Data for the task.
⟨
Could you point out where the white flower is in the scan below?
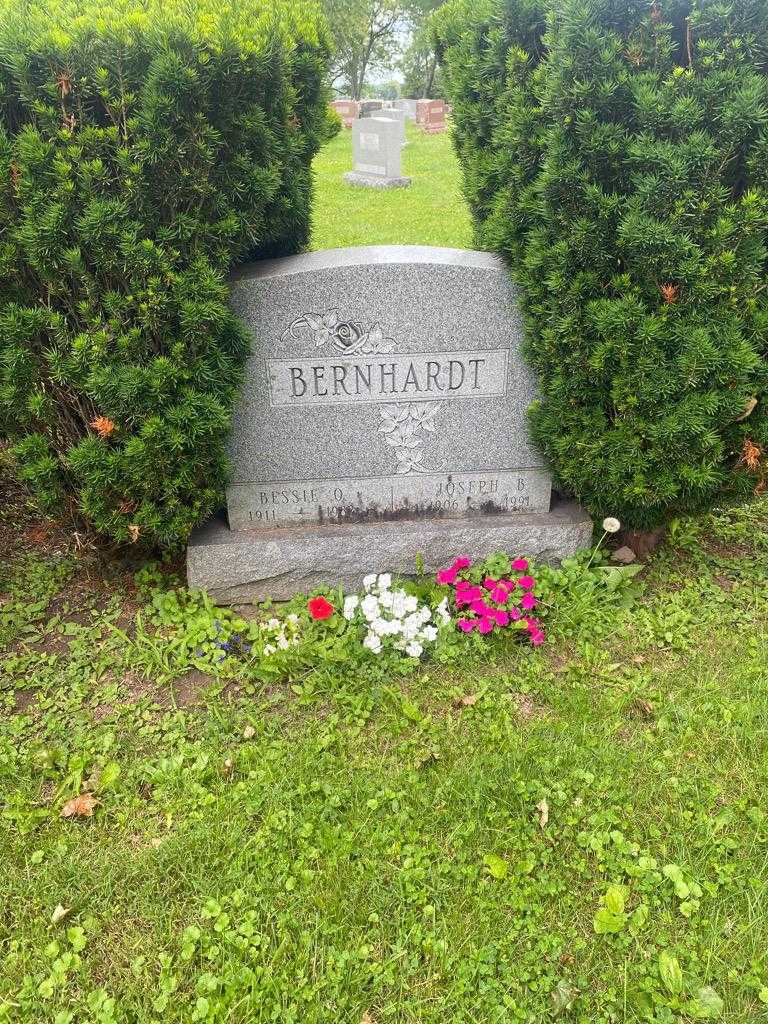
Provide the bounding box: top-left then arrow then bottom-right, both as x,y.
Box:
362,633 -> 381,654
⟩
⟨
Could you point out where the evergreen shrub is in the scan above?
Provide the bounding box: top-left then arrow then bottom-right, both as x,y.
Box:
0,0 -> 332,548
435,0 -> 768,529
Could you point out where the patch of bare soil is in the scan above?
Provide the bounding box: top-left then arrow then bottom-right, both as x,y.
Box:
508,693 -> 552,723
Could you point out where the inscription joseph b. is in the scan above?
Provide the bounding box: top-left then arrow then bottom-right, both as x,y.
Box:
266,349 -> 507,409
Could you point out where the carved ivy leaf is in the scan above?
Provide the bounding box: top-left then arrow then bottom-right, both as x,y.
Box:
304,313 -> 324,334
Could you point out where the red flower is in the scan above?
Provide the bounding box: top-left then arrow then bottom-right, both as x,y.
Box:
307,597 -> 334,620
⟩
⟨
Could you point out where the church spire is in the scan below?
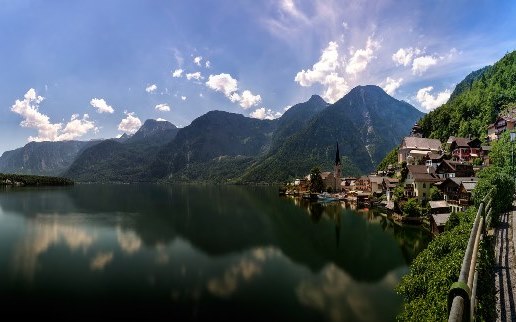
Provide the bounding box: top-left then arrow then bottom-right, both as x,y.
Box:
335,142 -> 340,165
⟩
Objective.
Reproduce the lines of the records above unchanged, beginning at the line that contains "Could you point out where the red" and stopping after the line that contains "307,597 -> 334,620".

Result.
Could you point out where the red flower is in the scan above?
Provide the bounding box: top-left then arrow then bottom-right, both as x,y.
Box:
307,597 -> 334,620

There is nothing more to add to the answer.